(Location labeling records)
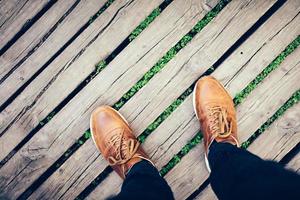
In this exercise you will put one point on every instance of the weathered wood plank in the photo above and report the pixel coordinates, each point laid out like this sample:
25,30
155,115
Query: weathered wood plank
160,145
182,124
72,67
54,30
294,164
252,113
273,144
132,13
45,38
14,14
74,175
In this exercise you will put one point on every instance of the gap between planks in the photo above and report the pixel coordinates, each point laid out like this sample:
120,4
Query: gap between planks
71,67
279,139
14,15
181,17
251,64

WHAT YOU NEED TO DO » Copy the listing above line for line without changing anything, and omit the pictures from your copy.

THE ANSWER »
In this exercise you will put one point on every instance of the weathered wood plank in the photo above and report the pixel coordinates, each point laid out like this sample:
25,30
155,115
Query: weathered wood plank
160,145
182,124
72,67
54,30
294,164
252,113
273,144
132,13
45,38
14,14
74,175
In this exercise you will put one point on every instance of the gap between planks in the photo above and report the pixel coordinates, each point laid out like this sample:
120,4
Query: gap between planks
71,67
279,139
14,15
181,17
251,64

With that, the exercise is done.